* _Exercise_
Arrange the lines of every item below as a numbered list, omitting blank lines and leaving the pictures out of the answer.

# # #

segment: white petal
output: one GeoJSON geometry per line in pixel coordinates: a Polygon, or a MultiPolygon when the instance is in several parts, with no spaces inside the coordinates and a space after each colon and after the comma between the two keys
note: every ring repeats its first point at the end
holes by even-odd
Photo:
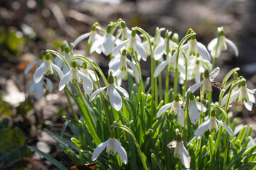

# # #

* _Full output_
1. segment: white petal
2. output: one GeoJSON geometry per line in pixel coordinates: a Polygon, or a MultiPolygon when the instance is in several parts, with no spaces inside the coordinates and a space after each colon and after the comma between the two keys
3. note: every ring repeats its first point at the end
4. holes by even-odd
5. Photo:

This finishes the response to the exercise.